##### DATA PROVIDED #####

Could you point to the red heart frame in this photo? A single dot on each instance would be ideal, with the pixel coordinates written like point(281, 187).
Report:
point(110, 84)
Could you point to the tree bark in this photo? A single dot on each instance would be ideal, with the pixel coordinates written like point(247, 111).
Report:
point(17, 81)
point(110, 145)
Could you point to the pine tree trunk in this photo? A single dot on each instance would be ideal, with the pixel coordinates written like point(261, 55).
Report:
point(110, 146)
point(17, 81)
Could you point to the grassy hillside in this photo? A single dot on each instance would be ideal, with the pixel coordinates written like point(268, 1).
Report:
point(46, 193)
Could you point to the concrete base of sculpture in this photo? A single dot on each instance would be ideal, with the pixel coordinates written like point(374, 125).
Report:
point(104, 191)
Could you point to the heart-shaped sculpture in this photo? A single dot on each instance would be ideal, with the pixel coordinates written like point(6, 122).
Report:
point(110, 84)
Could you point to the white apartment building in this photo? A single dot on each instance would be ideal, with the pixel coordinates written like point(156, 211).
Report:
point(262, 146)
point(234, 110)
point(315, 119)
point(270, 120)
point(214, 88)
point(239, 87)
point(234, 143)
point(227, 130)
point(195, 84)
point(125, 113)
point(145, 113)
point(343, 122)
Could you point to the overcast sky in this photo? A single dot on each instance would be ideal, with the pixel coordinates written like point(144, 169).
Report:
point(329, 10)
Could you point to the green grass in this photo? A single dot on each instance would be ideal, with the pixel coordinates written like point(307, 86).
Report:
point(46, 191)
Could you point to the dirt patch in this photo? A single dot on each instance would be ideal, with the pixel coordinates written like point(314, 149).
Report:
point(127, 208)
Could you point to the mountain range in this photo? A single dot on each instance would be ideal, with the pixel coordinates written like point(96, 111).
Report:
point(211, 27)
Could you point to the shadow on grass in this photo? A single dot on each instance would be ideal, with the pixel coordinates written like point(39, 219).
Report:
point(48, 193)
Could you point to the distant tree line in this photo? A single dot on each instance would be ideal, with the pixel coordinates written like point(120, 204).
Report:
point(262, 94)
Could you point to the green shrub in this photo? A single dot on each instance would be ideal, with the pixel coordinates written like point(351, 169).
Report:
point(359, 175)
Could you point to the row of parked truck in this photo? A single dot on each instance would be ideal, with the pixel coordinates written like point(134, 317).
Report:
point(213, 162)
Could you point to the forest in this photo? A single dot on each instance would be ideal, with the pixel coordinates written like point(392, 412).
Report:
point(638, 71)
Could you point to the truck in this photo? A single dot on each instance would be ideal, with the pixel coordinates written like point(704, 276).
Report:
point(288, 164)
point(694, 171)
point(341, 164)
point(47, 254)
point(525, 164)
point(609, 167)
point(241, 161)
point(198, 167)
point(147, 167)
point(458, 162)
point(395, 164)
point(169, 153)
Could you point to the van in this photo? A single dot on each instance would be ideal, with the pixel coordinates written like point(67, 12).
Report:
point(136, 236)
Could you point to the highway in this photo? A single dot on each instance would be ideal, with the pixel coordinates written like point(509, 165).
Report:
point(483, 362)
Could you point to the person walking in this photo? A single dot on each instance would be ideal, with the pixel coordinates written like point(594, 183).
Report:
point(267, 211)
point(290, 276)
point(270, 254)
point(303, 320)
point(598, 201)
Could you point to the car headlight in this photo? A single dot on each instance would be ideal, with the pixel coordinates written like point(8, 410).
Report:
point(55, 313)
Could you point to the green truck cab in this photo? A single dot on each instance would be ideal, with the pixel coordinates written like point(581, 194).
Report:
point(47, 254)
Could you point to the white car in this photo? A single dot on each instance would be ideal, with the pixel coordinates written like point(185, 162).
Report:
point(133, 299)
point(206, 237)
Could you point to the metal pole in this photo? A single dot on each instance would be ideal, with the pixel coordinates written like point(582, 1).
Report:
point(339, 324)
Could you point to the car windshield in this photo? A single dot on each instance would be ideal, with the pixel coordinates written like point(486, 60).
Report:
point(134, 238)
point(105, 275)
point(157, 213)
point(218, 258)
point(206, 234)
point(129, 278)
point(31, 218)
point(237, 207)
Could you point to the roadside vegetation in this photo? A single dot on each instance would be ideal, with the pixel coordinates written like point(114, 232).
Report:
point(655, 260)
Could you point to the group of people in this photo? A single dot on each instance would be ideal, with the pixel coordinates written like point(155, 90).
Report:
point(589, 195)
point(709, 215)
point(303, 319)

#####

**WORK REQUEST**.
The complete data is to be transcribed verbatim.

**RESPONSE TO THE EXERCISE**.
Could you point to the red heart frame in this photo? A single dot on each instance would be ideal, with the pixel coordinates written like point(281, 187).
Report:
point(110, 84)
Could you point to the tree bark in this photo? A single dot on each instance would be ideal, with the pixel coordinates written like point(247, 111).
Report:
point(17, 81)
point(110, 145)
Could you point to the pine tree trunk in this photo? A single dot on each instance would be ideal, with the pixel coordinates written like point(261, 55).
Report:
point(110, 146)
point(17, 81)
Could you point to the grassy hillside in this photo? A single dot on each instance would be ideal, with the pixel coordinates written like point(268, 1).
Report:
point(46, 193)
Could you point to the concrete base of sculpture in this photo? A single dot on each instance would be ideal, with the pixel coordinates written like point(374, 125).
Report:
point(104, 191)
Could you point to the heart-shaped sculpture in this photo? A single dot on each instance would be ideal, with the pixel coordinates written like point(6, 122).
Report:
point(110, 84)
Could you point to the white apartment building in this photo? A single dot on each instance would be ideal, with the pixel coordinates written like point(156, 211).
Report:
point(262, 146)
point(234, 110)
point(315, 119)
point(270, 120)
point(214, 88)
point(239, 87)
point(234, 143)
point(227, 130)
point(195, 84)
point(125, 113)
point(145, 113)
point(343, 122)
Could you point to the overcast sky in this photo? A single dot on each instance would be ideal, with the pixel coordinates written like point(144, 169).
Report:
point(329, 10)
Could you point to the green grass in this photo? A single dot on each instance would be ideal, with the pixel coordinates written like point(307, 86).
Report:
point(46, 191)
Could you point to the dirt patch in this photo? A single dot on each instance would be ideal, with the pixel coordinates written like point(314, 149).
Report:
point(127, 208)
Could you point to the mountain range in this photo? A single dot on each instance would be ideal, with the pixel coordinates written like point(96, 111).
Report:
point(211, 27)
Could you point to the shadow on grass in this photo? A single dot on each instance would be ideal, with the pixel coordinates written like point(39, 219).
Report:
point(48, 193)
Could you point to the distant tree line in this photo? A single dot on each instance would be ideal, with the pixel coordinates written like point(120, 204).
Report:
point(262, 94)
Could you point to the green shrub in this photo? A single dot on each instance would be ideal, with the pixel coordinates written like point(351, 169).
Report:
point(359, 175)
Could you point to the row of parked truck in this photo? A single dot on each instance would be ideal, with the pixel coordinates written like point(134, 317).
Report:
point(213, 162)
Could you point to the forest in this photo? A single dot on each instance would be ideal, with the pixel coordinates written like point(392, 412).
Report:
point(638, 71)
Could you point to the truck in this photo? A single dot on each instance would be ideal, with the pixel coordinates written like point(704, 276).
Report:
point(288, 164)
point(694, 171)
point(341, 164)
point(47, 254)
point(525, 164)
point(609, 167)
point(241, 161)
point(198, 167)
point(147, 167)
point(458, 162)
point(395, 164)
point(169, 153)
Could you point to the van in this photo? A single dot on each instance would be ideal, with the pixel coordinates written like point(67, 12).
Report:
point(136, 236)
Could you point to the highway in this photo? A single dot on each instance would be ideal, with the pixel coordinates written like point(509, 165).
Report:
point(483, 362)
Could you point to the person walking in this photo? A single dot on each instance would be ideal, with the pixel coordinates written like point(594, 183).
Report:
point(267, 211)
point(290, 276)
point(270, 254)
point(303, 320)
point(598, 201)
Could you point to the car headlight in this photo? A single dot on each instance would be ideal, with the pixel coordinates written like point(8, 410).
Report:
point(55, 313)
Could you point to the green truck cab in this photo? A single dot on each instance would be ideal, with the pixel coordinates written like point(581, 194).
Report:
point(47, 254)
Could you point to the white car in this photo? A single dot on each instance would be ideal, with the pixel coordinates written like point(185, 162).
Report:
point(133, 299)
point(206, 237)
Could you point to the metal pole in this photo? A single dot on each instance would be ideal, with the pixel coordinates written like point(582, 1).
Report:
point(339, 324)
Could you point to the car windshield in this photo? A single dot on each instance would be ideal, with the pixel coordinates written like point(486, 60).
Report:
point(134, 238)
point(105, 275)
point(157, 213)
point(218, 258)
point(206, 234)
point(129, 278)
point(31, 218)
point(237, 207)
Could you point to the roadside vegetation in this photo? A single dot on each instance would be ideal, with the pixel coordinates written like point(114, 232).
Report:
point(655, 260)
Could you point to the group of people in this photo? A single dot on each instance would be ideal, with the pixel coordinates written like point(155, 90).
Report:
point(589, 195)
point(709, 215)
point(303, 319)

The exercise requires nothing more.